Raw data

##########

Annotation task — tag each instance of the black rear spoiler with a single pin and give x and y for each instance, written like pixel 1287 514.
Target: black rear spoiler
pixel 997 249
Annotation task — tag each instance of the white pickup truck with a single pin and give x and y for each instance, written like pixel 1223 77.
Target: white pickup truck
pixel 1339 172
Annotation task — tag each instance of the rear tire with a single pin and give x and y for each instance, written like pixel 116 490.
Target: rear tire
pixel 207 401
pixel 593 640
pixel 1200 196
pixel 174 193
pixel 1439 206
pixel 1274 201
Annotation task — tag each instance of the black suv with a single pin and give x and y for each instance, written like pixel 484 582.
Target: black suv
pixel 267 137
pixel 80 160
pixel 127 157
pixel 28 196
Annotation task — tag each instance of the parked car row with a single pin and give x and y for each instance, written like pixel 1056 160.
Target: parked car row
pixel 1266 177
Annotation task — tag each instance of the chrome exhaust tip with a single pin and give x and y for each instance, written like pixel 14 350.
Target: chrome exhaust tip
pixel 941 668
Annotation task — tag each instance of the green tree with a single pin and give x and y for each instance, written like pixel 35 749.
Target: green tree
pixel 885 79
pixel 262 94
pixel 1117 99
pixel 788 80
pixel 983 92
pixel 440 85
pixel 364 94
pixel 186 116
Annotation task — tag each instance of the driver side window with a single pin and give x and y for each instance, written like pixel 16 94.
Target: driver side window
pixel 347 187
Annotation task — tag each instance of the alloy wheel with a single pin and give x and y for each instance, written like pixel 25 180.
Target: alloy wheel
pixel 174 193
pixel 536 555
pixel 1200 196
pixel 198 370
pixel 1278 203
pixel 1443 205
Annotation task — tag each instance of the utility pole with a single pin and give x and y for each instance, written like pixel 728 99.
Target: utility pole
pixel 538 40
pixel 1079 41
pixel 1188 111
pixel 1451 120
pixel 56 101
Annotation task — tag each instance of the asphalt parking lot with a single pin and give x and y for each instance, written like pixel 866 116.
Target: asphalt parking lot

##########

◆ Work to complete: Copy out, word for word, everything from the start of the data down to the line containing "pixel 997 249", including that line.

◆ Written response:
Annotation task — tag each instance of the black rear spoiler with a single pin and give x and y for each instance, written like pixel 1287 514.
Target: black rear spoiler
pixel 997 249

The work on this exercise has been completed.